Can you change every "Locate" to "Find" in the rows from the start up to and including the line with "[1129,456,1200,748]", keeping everything else the same and giving back only those lines?

(Excerpts from a detection dataset):
****************

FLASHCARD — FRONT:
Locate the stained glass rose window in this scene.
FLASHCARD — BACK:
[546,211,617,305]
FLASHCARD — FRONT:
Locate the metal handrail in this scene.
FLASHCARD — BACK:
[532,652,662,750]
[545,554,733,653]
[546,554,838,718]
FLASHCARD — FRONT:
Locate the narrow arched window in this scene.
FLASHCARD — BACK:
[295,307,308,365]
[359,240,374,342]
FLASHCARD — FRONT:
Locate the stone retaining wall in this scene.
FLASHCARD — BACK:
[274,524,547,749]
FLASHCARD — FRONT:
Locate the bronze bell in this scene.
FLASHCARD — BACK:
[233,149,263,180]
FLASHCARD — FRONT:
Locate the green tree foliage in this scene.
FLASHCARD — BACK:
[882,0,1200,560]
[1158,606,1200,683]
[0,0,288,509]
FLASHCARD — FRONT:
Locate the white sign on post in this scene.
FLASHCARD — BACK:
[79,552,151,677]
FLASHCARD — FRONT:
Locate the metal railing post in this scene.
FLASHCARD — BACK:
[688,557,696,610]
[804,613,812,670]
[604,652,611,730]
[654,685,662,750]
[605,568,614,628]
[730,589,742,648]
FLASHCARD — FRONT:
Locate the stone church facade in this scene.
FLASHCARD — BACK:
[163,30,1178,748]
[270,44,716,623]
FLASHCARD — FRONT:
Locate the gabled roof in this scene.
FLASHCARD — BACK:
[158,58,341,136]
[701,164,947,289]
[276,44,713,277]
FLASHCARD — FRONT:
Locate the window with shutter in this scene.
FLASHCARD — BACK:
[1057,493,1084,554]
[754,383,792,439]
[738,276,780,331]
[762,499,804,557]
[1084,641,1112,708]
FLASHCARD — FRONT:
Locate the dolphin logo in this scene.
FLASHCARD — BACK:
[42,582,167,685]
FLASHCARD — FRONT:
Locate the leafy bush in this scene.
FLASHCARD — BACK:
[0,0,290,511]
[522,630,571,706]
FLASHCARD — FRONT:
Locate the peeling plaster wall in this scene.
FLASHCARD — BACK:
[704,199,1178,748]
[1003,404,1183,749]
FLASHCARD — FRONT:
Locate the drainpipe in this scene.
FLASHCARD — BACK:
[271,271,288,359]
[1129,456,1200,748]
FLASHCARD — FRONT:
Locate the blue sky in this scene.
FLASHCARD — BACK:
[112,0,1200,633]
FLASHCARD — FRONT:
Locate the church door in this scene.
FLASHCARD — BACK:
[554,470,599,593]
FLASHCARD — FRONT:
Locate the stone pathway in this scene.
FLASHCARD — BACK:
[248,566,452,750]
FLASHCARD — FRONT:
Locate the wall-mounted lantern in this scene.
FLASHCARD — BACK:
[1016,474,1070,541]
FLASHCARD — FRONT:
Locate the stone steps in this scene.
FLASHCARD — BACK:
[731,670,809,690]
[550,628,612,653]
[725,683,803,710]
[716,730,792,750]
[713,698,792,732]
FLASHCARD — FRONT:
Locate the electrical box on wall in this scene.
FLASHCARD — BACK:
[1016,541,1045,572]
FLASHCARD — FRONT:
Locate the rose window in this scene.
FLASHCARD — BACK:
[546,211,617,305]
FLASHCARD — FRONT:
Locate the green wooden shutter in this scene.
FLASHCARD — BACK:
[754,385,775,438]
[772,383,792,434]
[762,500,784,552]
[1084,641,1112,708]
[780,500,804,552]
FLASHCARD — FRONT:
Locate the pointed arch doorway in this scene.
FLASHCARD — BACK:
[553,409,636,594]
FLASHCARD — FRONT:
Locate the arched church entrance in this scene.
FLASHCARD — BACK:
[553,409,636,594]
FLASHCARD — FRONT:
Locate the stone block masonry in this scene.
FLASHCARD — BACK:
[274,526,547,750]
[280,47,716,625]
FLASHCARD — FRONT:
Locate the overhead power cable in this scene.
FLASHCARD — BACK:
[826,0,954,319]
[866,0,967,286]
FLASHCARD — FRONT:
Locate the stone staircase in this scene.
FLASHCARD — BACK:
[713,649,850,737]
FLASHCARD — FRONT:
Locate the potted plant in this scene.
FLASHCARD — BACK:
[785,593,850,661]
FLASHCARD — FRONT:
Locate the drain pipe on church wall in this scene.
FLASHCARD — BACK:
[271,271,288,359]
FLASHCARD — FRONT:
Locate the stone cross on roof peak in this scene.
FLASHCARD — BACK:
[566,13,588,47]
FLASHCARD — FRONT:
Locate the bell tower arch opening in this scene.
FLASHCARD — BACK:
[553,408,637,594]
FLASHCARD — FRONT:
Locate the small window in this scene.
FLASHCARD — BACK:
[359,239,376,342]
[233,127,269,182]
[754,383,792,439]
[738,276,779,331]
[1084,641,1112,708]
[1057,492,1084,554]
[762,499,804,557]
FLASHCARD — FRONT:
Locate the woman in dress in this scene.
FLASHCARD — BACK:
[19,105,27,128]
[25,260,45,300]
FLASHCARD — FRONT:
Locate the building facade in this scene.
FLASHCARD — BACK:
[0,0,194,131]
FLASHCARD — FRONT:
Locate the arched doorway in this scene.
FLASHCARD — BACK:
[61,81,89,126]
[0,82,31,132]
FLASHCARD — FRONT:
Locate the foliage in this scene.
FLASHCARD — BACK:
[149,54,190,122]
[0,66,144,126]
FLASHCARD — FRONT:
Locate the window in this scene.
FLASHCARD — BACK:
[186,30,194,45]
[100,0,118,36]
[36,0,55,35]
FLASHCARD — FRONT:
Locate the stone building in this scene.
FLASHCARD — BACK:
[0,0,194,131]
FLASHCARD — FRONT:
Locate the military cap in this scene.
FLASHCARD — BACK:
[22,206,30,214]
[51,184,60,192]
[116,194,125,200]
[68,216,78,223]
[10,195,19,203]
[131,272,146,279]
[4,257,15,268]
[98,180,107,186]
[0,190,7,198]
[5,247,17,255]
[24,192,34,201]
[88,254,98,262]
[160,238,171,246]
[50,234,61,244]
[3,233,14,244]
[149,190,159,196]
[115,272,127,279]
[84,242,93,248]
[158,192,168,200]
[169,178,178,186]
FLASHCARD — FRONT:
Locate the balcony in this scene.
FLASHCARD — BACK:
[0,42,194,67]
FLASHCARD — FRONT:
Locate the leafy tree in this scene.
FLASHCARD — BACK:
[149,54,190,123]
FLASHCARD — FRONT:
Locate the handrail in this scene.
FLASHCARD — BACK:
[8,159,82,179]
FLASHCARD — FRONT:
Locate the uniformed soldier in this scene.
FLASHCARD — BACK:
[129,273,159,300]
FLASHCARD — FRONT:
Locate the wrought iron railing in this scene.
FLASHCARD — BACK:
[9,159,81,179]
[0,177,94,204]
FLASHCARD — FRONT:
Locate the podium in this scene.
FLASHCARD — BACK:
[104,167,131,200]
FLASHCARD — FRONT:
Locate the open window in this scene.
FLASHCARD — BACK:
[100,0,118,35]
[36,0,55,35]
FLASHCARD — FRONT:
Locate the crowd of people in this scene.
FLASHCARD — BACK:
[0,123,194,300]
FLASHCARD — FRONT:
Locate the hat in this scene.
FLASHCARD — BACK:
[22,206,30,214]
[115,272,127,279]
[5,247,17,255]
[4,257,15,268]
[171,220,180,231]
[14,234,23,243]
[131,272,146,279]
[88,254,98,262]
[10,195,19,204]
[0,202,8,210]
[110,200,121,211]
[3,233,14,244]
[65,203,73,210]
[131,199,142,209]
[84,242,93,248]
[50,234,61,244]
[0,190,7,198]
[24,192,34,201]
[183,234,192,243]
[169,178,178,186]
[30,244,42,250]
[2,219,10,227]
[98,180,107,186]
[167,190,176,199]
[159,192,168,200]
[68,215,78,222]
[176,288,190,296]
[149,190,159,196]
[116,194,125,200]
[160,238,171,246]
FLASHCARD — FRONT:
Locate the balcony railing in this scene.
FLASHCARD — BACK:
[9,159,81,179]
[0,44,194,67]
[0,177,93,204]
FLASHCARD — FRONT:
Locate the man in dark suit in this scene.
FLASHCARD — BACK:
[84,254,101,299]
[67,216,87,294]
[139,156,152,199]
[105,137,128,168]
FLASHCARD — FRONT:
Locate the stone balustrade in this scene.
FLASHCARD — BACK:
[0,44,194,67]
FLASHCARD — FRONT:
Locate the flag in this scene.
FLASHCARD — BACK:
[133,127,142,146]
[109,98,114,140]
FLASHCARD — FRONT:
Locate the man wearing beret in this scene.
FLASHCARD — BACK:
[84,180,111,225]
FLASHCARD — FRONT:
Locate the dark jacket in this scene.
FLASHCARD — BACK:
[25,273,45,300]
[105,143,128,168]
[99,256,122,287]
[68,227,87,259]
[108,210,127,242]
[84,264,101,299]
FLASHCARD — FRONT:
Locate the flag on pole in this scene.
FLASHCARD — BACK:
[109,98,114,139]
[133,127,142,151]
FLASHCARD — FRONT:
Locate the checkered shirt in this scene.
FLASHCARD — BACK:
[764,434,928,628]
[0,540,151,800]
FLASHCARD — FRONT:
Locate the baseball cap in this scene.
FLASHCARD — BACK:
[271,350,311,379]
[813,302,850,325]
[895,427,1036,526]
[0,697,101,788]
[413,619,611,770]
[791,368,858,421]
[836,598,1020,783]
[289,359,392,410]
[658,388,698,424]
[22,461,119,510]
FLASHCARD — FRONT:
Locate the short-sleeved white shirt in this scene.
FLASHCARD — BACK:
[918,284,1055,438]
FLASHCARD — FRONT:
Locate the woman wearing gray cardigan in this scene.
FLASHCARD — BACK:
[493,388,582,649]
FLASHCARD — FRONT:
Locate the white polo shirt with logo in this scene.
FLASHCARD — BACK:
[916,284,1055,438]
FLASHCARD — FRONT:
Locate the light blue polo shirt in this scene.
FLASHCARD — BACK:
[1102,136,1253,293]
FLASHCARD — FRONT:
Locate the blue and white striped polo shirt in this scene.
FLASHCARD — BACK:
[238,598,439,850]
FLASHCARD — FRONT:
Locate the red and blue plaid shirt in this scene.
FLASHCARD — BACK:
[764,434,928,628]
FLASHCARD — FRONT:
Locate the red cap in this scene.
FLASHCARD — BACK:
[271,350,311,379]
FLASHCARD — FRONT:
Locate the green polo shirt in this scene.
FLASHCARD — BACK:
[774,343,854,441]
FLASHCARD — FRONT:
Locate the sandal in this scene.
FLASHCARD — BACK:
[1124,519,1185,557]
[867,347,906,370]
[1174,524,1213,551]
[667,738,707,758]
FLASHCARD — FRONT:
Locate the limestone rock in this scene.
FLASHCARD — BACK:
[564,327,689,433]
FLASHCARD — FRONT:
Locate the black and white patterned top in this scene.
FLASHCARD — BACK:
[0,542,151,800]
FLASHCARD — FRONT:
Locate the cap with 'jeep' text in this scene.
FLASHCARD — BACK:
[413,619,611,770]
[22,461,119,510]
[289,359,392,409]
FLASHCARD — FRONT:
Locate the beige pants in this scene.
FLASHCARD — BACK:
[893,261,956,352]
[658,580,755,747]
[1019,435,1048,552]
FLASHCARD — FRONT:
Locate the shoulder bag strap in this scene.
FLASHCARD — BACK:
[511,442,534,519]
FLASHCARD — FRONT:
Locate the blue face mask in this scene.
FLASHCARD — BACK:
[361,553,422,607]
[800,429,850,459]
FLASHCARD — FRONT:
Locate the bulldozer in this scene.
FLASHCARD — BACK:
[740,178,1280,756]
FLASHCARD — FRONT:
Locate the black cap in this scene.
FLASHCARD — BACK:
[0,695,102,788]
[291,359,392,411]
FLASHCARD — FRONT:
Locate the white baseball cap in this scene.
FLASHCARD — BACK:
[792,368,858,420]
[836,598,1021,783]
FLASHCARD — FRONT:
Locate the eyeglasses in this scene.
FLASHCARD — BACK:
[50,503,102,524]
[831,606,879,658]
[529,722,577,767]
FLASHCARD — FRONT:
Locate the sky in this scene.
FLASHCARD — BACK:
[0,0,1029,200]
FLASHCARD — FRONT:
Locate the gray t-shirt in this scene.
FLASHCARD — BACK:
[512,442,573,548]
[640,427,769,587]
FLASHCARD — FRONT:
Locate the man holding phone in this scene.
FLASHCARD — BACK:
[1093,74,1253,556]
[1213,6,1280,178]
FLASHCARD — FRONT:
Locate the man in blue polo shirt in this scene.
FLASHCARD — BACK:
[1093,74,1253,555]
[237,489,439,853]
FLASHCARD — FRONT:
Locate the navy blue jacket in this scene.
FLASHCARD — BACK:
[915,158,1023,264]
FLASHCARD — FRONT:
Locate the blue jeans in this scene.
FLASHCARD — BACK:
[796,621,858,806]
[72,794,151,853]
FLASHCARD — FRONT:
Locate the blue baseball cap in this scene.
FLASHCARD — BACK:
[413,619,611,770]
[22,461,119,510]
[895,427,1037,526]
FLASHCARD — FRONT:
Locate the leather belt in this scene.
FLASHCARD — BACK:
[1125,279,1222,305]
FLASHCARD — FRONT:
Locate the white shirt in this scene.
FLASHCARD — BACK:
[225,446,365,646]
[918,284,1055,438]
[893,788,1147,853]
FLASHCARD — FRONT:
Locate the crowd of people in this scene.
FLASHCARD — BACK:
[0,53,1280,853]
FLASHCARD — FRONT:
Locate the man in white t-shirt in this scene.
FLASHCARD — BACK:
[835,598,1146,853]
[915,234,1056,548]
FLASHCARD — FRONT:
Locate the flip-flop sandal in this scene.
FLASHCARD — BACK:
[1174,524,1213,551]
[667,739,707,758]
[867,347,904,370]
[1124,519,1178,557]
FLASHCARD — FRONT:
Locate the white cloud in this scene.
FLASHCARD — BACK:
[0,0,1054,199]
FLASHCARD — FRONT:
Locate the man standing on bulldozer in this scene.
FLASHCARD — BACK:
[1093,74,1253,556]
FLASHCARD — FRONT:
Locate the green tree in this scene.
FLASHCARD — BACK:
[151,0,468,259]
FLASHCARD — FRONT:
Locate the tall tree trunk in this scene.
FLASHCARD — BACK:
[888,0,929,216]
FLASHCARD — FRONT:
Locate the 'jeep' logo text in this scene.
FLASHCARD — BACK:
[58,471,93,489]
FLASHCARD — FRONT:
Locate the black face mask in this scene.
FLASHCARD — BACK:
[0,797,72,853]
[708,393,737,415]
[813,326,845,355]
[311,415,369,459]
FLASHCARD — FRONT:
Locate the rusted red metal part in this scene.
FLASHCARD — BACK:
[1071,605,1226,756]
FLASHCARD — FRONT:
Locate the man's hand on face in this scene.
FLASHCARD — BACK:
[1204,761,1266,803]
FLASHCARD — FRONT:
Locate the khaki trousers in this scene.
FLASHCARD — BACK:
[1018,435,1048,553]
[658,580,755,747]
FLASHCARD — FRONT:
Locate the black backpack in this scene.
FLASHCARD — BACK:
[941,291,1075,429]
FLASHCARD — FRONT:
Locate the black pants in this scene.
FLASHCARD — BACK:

****************

(Result of this task):
FLASHCARD — FRONT:
Find the stained glass rose window in this scene.
FLASHCARD — BACK:
[546,211,617,305]
FLASHCARD — FRONT:
Find the metal handrail in this scene.
FLASHCARD — BACK:
[532,652,662,750]
[545,554,733,653]
[546,554,838,718]
FLASHCARD — FRONT:
Find the narrow arched window in this scene.
FLASHCARD — BACK:
[295,307,308,365]
[359,240,374,342]
FLASHCARD — FRONT:
Find the stone retaining wall in this scene.
FLASHCARD — BACK:
[274,524,547,749]
FLASHCARD — FRONT:
Find the bronze bell in this scene.
FLASHCARD — BACK:
[233,149,263,180]
FLASHCARD — FRONT:
Find the green tree foliage in this scene.
FLASHCARD — BACK:
[882,0,1200,560]
[1158,606,1200,683]
[0,0,288,509]
FLASHCARD — FRONT:
Find the white sign on post in this scene.
FLASHCARD — BACK:
[79,552,151,677]
FLASHCARD — FRONT:
Find the metal railing post in this scene.
FLASHCARD — BACK:
[688,557,696,610]
[804,613,812,670]
[604,652,611,730]
[654,685,662,750]
[605,568,614,628]
[730,589,742,648]
FLASHCARD — FRONT:
Find the stone church facade in this scene.
FLASHCARD — BACK:
[163,30,1178,748]
[270,44,716,623]
FLASHCARD — FRONT:
Find the gabled roof in this scene.
FLASHCARD — BACK:
[158,58,341,136]
[701,164,947,289]
[276,44,713,277]
FLASHCARD — FRONT:
Find the window with shutter in this scene.
FLASHCARD — BACK:
[1057,493,1084,554]
[754,383,792,439]
[738,276,780,331]
[762,499,804,557]
[1084,641,1112,708]
FLASHCARD — FRONT:
Find the dolphin logo in this scene.
FLASHCARD — BACK:
[42,582,167,685]
FLASHCARD — FRONT:
Find the leafy bush in this scene.
FLASHCARD — BACK:
[0,0,290,511]
[522,630,571,706]
FLASHCARD — FRONT:
Find the peeling plaster wall in this scene.
FLASHCARD — BACK:
[704,199,1178,748]
[1003,404,1183,749]
FLASHCARD — FRONT:
Find the drainpipe in this scene.
FLASHCARD — BACK:
[271,271,288,359]
[1129,456,1200,748]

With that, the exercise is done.